▸ **BRANO CITATO**:
○ ○ ○ ○ ○
Paola, poco più che bambina, riesce a scampare alla deportazione e, per due anni, a nascondersi con la madre gravemente malata. Quando la guerra e il fascismo finiscono, nel 1945, quaranta ex lavoranti del padre si presentano a lei, che ha solo 15 anni. Le chiedono di riaprire. Lei, però, capisce che l’epoca del “corredo” è finita e che anche la sartoria su misura è destinata a scomparire, anche per le grandi famiglie. Va a Parigi insieme a un’amica giornalista, assiste alle sfilate e capisce che il futuro è la “moda pronta” di livello.

Paolo Odone, presidente Confcommercio, ricorda Paola Abolaffio per il suo prestigioso negozio, ma anche per l’appassionata battaglia associativa per evitare che alla Stazione Marittima, oggi terminal per le crociere, nascesse un centro commerciale che, oltre ad andare in concorrenza con i negozi genovesi, avrebbe snaturato le architetture dell’edificio.

La prestigiosa realizzazione della boutique di via Roma

Nel 1961, Abolaffio chiama Gianfranco Frattini a dare immagine al negozio di via Roma. Ne esce un capolavoro. Al piano sotterraneo, la cantina viene trasformata e nasce “la Zanzara”, boutique per ragazzine che, però, col tempo lascia spazio all’ampliamento della boutique dedicata alle mamme. La rivista di architettura Domus descrive la boutique in un titolo come «un negozio su due piani, in un vecchio palazzo». È il 1966.

Gianfranco Frattini con l’architetto Franco Bettonica, progetta, dunque, nel 1961 il negozio di abbigliamento Abolaffio. Di pianta stretta e lunga, ma con un’altezza notevole, lo spazio interno si basa sulla percezione ottica della intero volume in cui la sezione a botte dei diversi livelli e l’utilizzo di una superficie specchiante, nel soppalco, creano un interessante gioco illusionistico.

Le volte in legno e gli arredi sono in palissandro jacaranda, eseguito dalla Xilografia milanese. Le poltrone sono prodotte da “Figli di Amedeo Cassina”. Parte delle pareti e delle ante degli armadietti sono rivestite in velluto di lino verde. Il pavimento del negozio è completamente ricoperto di moquette. L’illuminazione ottenuta con una serie di plafoniere applicate a volta, prodotte dall’azienda Arteluce.

Frattini è un nome di fama, si era formato presso Gio Ponti e come designer e architetto d’interni ha firmato molte cose, lavorando per Cassina, Artemide, Flou, Fontana Arte, Knoll.
○ ○ ○ ○ ○
▸ **ESTRATTO DELLA FONTE**:
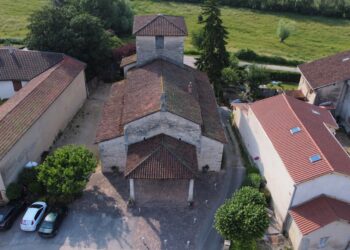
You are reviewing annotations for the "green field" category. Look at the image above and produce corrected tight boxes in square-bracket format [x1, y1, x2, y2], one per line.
[0, 0, 350, 60]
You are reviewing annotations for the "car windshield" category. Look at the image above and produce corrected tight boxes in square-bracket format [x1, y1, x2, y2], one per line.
[41, 221, 53, 229]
○ ○ ○ ○ ○
▸ **QUESITO POSTO A**: Riporti dal brano sulla boutique Abolaffio tutto il testo che va da "Paola, poco più" fino a "le architetture dell’edificio.".
▸ **QUESITO POSTO B**: Elenchi le aziende per cui, secondo il brano sulla boutique Abolaffio, Frattini ha lavorato come designer e architetto d'interni.
Il materiale riportato proviene da una fonte diversa.

▸ **RISPOSTA SCRITTA A**:
Paola, poco più che bambina, riesce a scampare alla deportazione e, per due anni, a nascondersi con la madre gravemente malata. Quando la guerra e il fascismo finiscono, nel 1945, quaranta ex lavoranti del padre si presentano a lei, che ha solo 15 anni. Le chiedono di riaprire. Lei, però, capisce che l’epoca del “corredo” è finita e che anche la sartoria su misura è destinata a scomparire, anche per le grandi famiglie. Va a Parigi insieme a un’amica giornalista, assiste alle sfilate e capisce che il futuro è la “moda pronta” di livello.

Paolo Odone, presidente Confcommercio, ricorda Paola Abolaffio per il suo prestigioso negozio, ma anche per l’appassionata battaglia associativa per evitare che alla Stazione Marittima, oggi terminal per le crociere, nascesse un centro commerciale che, oltre ad andare in concorrenza con i negozi genovesi, avrebbe snaturato le architetture dell’edificio.

▸ **RISPOSTA SCRITTA B**:
- Cassina
- Artemide
- Flou
- Fontana Arte
- Knoll